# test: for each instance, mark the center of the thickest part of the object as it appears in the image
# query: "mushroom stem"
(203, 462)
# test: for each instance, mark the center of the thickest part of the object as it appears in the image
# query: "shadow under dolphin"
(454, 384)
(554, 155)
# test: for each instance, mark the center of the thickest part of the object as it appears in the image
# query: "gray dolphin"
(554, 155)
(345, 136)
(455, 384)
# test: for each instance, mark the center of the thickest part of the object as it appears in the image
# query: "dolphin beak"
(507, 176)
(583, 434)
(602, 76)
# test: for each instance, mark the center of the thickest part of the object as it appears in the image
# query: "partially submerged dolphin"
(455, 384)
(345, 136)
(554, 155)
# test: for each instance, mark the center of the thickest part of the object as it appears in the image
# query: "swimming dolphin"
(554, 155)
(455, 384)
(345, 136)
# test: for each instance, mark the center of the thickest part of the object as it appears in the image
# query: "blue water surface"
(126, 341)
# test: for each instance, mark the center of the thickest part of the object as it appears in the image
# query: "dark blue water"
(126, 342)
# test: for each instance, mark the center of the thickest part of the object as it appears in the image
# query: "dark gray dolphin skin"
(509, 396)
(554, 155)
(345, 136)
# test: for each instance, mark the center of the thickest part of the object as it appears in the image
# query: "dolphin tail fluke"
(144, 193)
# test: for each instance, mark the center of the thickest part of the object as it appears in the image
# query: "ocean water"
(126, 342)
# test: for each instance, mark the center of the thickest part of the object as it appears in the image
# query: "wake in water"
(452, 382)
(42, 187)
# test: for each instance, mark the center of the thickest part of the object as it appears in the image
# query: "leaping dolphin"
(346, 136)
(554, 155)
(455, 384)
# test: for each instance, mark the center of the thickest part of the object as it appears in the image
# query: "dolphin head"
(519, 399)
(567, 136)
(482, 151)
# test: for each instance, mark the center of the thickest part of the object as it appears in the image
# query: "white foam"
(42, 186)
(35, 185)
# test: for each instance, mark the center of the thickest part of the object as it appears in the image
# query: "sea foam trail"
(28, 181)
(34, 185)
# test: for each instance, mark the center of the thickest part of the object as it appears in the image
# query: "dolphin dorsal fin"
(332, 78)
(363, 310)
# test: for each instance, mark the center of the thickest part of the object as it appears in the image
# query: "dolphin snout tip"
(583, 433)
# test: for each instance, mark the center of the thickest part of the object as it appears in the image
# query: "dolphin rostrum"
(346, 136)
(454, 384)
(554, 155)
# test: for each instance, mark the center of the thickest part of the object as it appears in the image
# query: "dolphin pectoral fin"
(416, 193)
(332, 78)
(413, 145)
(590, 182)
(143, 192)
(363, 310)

Task details | Each line of the listing should be copied exactly, with none left out.

Output below |
# test: for each instance, mark the center of the thickest part of the object as it appears in the image
# query: "mushroom stem"
(203, 462)
# test: for each instance, mark the center of the thickest part of the object as it appears in the image
# query: "shadow under dolphin"
(454, 384)
(554, 155)
# test: for each instance, mark the center of the thickest part of the object as it appears in the image
# query: "gray dolphin"
(554, 155)
(345, 136)
(455, 384)
# test: for each instance, mark the center of the thickest part of the object as it appears in the image
# query: "dolphin beak"
(507, 176)
(583, 434)
(602, 76)
# test: for each instance, mark the center of the thickest part of the object as it appears in the image
# query: "partially submerged dolphin"
(455, 384)
(345, 136)
(554, 155)
# test: for each instance, mark the center of the thickest part of the object as it appears in the image
# query: "swimming dolphin"
(554, 155)
(455, 384)
(345, 136)
# test: for each instance, mark the center of the thickest part of the object as it appears in the image
# query: "blue water surface"
(126, 341)
# test: for each instance, mark the center of the thickest part of the object as it appears in the image
# query: "dark blue water"
(126, 342)
# test: for each instance, mark the center of the thickest part of the object as it appears in the image
# query: "dark gray dolphin skin"
(509, 396)
(554, 155)
(345, 136)
# test: for each instance, mark the center of the thickest part of the object as it appears in the image
# query: "dolphin tail fluke"
(144, 193)
# test: for each instance, mark the center of the thickest part of the object as it appears in the image
# query: "ocean water"
(126, 342)
# test: for each instance, mark the center of the thickest part of the object as it appears in the image
# query: "wake in water"
(452, 382)
(42, 187)
# test: for each instance, mark the center of the thickest part of the object as it appears in the image
# query: "leaping dolphin"
(346, 136)
(554, 155)
(455, 384)
# test: for each instance, mark the center of the thickest part of the object as it appears in the image
# query: "dolphin head"
(519, 399)
(567, 136)
(482, 151)
# test: for each instance, mark the center of the thickest part of the object as it appears in the image
# query: "white foam"
(42, 186)
(35, 185)
# test: for each instance, mark the center of the thickest part of the object as it appears in the image
# query: "sea foam trail"
(28, 181)
(34, 185)
# test: for each instance, mark the center of the thickest part of the object as it appears in the image
# query: "dolphin dorsal fin"
(332, 78)
(363, 310)
# test: for each instance, mark the center of the thickest part of the object as it appears in the image
# query: "dolphin snout tip"
(583, 433)
# test: for each instance, mark the center of the thickest part of the object as it appears in the image
# query: "dolphin rostrum"
(346, 136)
(454, 384)
(554, 155)
# test: for each instance, mark the center of the thickest part of the object as it appears in the image
# query: "dolphin pectoral fin"
(416, 193)
(332, 78)
(413, 145)
(590, 182)
(143, 192)
(363, 310)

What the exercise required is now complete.